>> begin
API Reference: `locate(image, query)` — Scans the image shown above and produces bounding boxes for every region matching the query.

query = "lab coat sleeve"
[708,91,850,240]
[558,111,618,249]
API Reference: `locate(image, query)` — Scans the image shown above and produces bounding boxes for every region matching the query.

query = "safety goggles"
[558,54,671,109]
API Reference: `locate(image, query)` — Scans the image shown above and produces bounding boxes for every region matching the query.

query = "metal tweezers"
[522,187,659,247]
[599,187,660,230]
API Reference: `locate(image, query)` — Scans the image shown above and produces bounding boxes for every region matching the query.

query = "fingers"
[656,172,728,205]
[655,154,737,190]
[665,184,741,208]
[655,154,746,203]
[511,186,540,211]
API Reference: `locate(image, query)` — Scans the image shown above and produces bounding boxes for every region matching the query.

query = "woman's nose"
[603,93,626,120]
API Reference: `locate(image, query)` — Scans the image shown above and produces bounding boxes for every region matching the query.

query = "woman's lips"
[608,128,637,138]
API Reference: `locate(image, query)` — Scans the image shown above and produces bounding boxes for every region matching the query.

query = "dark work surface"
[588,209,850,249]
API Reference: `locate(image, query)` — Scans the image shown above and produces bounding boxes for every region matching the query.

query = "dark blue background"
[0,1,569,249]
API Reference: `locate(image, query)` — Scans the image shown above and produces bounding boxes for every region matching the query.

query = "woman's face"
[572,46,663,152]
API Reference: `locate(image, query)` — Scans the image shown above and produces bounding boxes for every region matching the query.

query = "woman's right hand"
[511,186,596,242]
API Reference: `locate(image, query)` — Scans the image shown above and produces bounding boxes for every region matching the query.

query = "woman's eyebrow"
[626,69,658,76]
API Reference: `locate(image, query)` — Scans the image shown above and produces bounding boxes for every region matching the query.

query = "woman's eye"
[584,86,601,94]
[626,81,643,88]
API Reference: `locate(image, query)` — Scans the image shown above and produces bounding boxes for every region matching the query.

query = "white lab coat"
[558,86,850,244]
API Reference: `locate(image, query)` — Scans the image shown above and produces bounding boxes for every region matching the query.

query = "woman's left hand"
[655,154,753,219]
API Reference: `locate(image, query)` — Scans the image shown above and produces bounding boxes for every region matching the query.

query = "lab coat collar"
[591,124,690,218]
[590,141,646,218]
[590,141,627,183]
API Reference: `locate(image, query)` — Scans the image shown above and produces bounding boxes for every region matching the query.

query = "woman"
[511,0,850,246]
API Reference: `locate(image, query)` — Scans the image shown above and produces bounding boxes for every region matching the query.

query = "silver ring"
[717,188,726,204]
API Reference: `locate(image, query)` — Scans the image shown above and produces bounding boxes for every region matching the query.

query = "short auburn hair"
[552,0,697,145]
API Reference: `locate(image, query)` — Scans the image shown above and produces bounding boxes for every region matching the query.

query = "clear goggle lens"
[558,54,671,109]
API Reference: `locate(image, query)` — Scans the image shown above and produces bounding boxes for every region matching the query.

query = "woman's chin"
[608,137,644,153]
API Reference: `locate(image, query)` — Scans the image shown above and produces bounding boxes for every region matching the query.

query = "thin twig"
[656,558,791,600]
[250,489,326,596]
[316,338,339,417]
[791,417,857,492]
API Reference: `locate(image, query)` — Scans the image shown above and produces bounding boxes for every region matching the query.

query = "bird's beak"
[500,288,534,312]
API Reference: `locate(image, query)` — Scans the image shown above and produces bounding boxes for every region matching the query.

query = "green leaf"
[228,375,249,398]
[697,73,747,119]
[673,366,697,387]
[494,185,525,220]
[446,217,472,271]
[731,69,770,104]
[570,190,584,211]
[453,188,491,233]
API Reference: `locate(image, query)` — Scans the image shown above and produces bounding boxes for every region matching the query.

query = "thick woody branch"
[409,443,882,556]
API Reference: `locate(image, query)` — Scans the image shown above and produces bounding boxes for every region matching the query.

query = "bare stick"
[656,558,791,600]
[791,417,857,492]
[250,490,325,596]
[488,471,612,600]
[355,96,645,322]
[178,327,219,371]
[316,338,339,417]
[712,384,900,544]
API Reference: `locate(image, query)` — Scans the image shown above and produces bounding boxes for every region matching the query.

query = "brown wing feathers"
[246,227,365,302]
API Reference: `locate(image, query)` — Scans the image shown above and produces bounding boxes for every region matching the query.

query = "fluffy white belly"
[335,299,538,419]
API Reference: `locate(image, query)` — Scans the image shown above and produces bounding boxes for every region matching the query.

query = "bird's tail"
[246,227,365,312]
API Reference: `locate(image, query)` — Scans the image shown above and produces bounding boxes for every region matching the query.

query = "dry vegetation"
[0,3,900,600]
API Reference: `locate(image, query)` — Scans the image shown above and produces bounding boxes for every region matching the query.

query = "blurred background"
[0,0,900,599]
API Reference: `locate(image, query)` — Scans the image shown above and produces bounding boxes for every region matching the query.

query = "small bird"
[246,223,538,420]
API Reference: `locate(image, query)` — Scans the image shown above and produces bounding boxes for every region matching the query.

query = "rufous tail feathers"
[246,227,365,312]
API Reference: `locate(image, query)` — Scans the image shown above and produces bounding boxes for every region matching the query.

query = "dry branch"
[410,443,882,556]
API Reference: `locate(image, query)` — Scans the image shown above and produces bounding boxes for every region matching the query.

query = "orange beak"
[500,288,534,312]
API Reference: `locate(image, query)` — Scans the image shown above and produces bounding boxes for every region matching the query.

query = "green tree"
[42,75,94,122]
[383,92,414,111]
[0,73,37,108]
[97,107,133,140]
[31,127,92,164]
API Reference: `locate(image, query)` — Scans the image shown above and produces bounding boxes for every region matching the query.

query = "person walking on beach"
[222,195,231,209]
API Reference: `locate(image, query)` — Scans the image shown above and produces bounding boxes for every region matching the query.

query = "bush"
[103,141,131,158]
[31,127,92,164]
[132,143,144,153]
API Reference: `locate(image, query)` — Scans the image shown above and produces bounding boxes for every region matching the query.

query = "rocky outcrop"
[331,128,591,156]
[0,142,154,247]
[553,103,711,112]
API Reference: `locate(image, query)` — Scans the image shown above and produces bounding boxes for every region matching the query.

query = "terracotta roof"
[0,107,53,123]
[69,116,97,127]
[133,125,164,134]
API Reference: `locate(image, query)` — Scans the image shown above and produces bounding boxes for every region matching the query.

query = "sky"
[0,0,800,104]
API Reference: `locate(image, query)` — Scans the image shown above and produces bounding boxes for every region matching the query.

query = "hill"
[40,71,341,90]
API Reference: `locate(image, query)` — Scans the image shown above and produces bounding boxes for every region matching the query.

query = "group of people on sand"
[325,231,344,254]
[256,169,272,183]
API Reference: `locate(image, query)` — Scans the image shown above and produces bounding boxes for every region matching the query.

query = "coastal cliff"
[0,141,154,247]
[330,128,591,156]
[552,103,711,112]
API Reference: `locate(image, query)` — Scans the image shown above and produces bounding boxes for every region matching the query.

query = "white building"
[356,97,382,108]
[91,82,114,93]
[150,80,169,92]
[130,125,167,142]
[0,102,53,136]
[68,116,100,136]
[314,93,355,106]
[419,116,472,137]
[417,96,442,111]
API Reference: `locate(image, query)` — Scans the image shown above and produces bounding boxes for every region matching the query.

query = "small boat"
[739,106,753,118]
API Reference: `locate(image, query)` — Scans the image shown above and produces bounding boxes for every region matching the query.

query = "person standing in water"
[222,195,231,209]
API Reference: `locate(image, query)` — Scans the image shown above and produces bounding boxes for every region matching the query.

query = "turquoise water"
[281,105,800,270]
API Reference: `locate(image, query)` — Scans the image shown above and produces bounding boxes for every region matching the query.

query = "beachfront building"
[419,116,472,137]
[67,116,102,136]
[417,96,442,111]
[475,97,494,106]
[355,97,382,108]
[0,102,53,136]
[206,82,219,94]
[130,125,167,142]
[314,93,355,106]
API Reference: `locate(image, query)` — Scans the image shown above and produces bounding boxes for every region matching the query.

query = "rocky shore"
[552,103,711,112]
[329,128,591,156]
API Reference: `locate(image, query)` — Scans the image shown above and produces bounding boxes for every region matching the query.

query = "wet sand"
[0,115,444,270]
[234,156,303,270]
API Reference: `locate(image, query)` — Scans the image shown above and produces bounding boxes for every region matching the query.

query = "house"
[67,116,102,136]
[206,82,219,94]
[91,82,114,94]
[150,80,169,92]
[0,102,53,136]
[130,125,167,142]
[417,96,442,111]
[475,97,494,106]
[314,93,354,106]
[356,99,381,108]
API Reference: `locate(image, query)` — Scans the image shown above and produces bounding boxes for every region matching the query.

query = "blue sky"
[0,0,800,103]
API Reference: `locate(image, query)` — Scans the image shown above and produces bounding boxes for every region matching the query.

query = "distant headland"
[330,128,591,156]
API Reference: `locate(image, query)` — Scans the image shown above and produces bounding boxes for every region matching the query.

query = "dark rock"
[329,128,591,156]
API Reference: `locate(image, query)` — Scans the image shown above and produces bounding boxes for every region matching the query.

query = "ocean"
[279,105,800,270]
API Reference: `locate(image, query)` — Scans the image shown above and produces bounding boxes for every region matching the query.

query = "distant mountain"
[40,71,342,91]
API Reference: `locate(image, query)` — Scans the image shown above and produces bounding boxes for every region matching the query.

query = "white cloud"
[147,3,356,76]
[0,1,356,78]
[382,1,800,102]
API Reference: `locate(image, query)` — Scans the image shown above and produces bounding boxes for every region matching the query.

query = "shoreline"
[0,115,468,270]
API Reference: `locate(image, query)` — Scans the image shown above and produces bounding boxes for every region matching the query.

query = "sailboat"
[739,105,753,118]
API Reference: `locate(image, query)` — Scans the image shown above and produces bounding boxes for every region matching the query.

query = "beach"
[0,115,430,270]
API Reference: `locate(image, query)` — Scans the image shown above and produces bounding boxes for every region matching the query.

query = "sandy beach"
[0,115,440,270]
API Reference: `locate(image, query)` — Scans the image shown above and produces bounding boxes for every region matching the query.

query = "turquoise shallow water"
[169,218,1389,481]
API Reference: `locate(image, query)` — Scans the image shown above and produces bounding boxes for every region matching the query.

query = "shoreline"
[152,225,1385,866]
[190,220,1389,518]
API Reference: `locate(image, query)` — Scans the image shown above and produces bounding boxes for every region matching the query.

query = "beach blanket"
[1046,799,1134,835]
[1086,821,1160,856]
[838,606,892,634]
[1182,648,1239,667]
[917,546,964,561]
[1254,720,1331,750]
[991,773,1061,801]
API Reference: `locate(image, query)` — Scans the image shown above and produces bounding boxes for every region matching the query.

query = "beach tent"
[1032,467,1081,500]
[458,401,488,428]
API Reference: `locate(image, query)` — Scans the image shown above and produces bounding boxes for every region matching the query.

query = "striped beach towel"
>> end
*TASK STATEMENT:*
How many lines in the entries above contain the string "feathers"? Reply with the number alone.

*FULL ANSWER:*
2